Segment Start: RECORDS FOR THIS EXERCISE
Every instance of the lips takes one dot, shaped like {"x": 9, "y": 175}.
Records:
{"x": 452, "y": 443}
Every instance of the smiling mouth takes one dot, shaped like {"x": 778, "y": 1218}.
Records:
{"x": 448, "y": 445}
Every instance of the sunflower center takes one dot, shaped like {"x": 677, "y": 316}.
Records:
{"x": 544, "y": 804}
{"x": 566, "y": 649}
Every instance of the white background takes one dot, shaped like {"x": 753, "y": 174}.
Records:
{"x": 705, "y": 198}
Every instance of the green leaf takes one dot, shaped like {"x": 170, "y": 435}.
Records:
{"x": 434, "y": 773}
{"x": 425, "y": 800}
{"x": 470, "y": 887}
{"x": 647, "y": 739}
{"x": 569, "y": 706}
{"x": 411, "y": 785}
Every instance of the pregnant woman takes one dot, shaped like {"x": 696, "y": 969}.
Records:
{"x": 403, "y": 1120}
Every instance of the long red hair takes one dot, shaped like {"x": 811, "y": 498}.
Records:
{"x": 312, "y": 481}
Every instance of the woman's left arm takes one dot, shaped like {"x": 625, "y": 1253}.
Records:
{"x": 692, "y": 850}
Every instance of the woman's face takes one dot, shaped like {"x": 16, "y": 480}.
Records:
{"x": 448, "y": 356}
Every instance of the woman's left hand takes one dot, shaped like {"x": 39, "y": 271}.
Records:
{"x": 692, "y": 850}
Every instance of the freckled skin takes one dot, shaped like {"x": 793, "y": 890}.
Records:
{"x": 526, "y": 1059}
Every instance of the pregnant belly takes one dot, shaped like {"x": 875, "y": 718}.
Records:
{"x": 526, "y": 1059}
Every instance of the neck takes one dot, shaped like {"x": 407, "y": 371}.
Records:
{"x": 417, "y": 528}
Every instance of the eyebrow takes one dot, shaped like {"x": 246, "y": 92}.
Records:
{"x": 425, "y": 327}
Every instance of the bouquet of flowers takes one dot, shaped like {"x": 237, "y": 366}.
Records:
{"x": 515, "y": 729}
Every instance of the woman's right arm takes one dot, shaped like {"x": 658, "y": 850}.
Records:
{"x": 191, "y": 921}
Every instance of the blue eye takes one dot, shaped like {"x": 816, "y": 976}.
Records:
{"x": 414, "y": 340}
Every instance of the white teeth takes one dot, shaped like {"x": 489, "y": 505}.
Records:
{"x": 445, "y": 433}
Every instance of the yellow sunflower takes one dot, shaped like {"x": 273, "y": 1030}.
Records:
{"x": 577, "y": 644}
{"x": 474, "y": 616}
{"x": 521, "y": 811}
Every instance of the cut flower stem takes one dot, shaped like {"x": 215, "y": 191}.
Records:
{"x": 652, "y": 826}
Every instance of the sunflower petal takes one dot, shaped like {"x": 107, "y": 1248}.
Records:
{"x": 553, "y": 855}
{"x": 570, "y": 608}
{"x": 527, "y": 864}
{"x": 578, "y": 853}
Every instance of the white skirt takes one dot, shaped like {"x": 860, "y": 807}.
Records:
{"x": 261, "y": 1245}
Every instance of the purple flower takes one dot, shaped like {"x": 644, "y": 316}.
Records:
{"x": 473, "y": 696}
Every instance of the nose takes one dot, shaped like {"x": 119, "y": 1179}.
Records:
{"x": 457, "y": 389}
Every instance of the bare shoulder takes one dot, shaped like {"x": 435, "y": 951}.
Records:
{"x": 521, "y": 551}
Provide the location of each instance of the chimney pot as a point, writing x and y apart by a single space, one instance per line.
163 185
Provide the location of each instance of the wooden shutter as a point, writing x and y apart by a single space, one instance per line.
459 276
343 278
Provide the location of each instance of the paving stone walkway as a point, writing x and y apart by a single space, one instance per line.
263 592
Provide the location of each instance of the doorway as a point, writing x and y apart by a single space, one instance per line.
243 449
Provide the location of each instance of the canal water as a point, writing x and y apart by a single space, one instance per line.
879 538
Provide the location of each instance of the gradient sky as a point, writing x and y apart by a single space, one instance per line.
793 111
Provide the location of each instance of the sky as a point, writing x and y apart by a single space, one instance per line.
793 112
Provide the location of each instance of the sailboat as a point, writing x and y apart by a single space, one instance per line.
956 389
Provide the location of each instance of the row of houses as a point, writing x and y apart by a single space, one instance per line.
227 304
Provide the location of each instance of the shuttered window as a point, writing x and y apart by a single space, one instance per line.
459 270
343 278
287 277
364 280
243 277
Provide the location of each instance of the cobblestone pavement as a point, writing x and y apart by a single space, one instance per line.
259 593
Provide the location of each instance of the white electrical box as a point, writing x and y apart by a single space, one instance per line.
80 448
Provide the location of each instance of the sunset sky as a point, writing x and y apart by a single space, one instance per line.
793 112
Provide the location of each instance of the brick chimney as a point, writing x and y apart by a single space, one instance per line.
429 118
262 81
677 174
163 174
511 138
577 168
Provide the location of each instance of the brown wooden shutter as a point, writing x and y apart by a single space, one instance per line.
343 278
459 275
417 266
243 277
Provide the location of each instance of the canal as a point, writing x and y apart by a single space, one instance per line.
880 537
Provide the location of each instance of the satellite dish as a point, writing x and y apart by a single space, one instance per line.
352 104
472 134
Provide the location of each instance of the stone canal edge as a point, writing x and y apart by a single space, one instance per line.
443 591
Segment End: RECORDS FOR THIS EXERCISE
Segment Start: RECORDS FOR THIS EXERCISE
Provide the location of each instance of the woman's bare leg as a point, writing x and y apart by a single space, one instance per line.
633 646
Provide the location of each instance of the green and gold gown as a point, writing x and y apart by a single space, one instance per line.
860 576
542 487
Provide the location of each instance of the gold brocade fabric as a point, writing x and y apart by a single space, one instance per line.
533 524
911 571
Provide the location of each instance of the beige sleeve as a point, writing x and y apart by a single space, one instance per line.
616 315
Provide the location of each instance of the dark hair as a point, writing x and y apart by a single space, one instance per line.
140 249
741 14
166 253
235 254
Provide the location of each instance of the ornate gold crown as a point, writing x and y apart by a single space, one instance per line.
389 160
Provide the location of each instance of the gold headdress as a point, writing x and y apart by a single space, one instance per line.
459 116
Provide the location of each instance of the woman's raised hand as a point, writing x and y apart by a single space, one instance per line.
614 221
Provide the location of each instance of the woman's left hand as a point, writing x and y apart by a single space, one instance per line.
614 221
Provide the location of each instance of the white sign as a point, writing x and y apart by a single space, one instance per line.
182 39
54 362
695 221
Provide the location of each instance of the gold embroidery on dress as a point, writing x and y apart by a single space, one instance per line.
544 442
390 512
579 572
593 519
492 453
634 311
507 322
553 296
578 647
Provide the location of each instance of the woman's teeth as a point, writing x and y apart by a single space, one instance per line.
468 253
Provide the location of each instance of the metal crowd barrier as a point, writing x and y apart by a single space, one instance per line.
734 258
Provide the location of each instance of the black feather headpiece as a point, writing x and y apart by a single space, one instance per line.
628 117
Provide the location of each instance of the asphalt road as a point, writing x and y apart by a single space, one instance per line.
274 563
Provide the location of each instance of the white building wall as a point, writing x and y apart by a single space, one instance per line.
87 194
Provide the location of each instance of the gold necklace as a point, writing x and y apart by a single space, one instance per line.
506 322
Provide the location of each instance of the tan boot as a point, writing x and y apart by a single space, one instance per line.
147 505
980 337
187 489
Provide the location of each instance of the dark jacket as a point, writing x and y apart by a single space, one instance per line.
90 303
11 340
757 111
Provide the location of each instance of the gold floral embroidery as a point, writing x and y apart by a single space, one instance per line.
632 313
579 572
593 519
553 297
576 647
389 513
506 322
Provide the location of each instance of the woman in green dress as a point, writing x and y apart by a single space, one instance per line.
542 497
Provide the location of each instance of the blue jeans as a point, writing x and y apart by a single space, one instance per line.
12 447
Segment End: RECORDS FOR THIS EXERCISE
Segment Start: RECORDS FOR THIS EXERCISE
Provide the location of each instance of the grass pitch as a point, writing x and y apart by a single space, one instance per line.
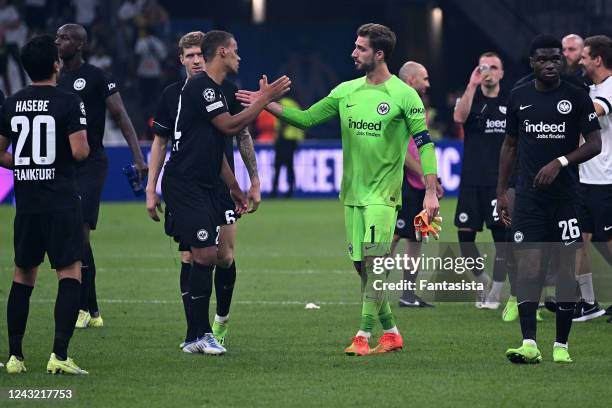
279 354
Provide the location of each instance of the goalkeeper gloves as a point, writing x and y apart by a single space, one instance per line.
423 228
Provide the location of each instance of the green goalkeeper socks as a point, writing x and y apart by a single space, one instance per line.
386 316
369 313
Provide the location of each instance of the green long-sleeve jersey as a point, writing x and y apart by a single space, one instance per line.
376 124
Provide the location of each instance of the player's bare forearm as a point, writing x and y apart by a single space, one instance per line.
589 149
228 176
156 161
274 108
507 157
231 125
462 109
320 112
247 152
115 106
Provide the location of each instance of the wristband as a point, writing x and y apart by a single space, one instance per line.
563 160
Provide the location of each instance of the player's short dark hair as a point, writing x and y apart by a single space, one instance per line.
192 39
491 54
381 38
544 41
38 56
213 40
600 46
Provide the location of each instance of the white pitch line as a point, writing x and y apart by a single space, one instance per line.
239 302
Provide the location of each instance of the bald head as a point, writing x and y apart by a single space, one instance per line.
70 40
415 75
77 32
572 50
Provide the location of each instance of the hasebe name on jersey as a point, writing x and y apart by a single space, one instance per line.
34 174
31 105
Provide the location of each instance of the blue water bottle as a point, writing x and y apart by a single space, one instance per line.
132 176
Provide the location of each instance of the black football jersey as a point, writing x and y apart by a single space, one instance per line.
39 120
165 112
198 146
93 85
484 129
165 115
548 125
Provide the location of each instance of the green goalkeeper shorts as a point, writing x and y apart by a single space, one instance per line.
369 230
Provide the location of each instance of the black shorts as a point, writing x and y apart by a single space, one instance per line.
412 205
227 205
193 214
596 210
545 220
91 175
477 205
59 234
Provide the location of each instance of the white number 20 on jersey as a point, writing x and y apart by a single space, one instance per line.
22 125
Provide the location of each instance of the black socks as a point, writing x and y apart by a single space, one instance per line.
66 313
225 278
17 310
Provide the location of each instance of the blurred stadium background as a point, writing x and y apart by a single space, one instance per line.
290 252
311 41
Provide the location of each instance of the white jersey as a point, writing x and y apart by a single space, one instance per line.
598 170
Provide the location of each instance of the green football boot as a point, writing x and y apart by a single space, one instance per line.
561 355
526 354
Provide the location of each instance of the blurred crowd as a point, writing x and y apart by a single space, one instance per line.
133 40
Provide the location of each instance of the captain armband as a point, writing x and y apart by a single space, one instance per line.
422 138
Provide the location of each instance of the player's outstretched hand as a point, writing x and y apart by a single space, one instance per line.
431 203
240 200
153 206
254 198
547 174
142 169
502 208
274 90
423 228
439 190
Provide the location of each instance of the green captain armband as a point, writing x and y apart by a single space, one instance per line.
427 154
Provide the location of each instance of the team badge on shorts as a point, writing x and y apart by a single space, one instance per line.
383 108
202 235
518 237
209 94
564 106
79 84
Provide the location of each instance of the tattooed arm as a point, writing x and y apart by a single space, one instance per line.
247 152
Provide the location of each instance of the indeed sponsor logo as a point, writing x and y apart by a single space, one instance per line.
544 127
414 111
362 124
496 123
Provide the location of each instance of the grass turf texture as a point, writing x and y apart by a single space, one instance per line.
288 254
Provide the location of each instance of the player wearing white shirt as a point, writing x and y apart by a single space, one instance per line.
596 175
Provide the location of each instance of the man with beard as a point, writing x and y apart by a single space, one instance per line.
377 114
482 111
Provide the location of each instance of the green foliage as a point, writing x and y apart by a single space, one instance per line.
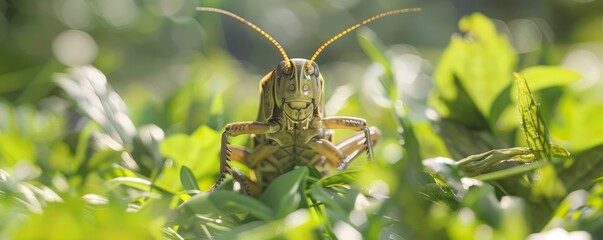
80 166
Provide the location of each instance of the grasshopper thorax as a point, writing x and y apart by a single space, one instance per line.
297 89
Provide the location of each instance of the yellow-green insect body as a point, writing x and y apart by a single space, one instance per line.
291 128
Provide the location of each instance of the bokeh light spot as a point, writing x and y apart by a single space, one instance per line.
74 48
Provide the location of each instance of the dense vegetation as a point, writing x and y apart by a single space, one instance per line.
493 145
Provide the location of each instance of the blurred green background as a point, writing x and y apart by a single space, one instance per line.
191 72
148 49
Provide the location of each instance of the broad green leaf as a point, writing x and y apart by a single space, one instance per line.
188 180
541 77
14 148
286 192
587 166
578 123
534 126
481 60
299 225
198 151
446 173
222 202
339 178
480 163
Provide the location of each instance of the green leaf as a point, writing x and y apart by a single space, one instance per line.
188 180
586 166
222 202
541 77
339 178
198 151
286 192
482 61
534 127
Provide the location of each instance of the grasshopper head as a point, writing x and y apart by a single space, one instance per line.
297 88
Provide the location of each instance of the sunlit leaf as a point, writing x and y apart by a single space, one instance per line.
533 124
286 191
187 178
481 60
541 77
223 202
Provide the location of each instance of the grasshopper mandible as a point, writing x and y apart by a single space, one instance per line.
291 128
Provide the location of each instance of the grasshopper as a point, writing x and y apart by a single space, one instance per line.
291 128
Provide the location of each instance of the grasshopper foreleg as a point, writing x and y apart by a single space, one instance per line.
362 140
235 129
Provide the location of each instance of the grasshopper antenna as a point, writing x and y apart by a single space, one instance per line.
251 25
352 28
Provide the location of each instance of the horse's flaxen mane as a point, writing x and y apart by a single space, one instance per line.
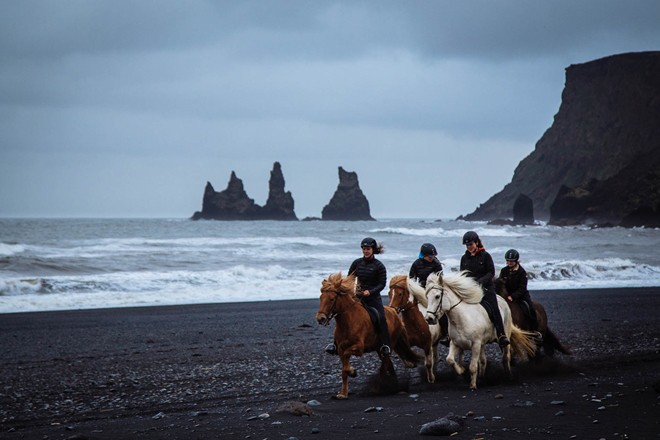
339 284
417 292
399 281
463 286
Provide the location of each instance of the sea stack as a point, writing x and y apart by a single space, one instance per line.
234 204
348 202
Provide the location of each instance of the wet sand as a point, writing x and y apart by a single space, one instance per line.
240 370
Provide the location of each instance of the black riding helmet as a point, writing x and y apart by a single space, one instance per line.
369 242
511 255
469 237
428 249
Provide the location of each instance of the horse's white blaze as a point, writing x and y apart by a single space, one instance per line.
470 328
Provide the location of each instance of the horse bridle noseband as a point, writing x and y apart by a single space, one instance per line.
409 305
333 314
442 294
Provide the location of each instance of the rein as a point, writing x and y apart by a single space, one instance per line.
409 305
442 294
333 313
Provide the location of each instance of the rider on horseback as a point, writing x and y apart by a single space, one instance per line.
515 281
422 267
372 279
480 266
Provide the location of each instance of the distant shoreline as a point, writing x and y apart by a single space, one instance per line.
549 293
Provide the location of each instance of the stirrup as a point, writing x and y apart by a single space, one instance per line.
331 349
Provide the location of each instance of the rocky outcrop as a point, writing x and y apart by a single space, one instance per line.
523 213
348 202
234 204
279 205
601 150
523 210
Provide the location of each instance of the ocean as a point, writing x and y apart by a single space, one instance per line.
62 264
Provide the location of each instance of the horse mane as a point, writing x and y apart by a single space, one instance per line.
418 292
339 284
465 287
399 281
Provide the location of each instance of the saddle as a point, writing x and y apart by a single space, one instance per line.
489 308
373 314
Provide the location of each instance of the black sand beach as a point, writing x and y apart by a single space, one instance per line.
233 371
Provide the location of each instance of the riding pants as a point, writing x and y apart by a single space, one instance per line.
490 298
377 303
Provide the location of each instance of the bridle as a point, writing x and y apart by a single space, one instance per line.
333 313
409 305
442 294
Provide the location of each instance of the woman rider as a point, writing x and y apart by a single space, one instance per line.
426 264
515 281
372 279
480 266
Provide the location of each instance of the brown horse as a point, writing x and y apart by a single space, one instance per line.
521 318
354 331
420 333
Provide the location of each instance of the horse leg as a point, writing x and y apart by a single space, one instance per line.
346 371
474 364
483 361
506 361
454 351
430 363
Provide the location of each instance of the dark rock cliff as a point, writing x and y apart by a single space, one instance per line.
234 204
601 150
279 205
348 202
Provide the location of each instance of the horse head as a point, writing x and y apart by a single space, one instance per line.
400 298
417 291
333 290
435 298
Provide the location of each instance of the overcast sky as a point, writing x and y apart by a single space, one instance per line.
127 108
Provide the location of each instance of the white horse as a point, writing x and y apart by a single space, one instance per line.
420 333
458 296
Segment End: RECORDS FOR THIS EXERCISE
> [TASK PROMPT] In the entries above, find the line with "Every instance of the lips" and the line with "Every instance of the green", then restate word for word both of them and every line between, with nothing more.

> [OUTPUT]
Every instance of the lips takes one dot, shaped like {"x": 9, "y": 175}.
Records:
{"x": 452, "y": 443}
Every instance of the smiling mouth takes one dot, shaped like {"x": 778, "y": 1218}.
Records:
{"x": 448, "y": 445}
Every instance of the sunflower center takes one dot, shaped like {"x": 677, "y": 316}.
Records:
{"x": 544, "y": 804}
{"x": 566, "y": 649}
Every instance of the white background takes one dot, shaped like {"x": 753, "y": 174}.
Records:
{"x": 705, "y": 198}
Every instance of the green leaf takes one dot, shaped like {"x": 170, "y": 435}.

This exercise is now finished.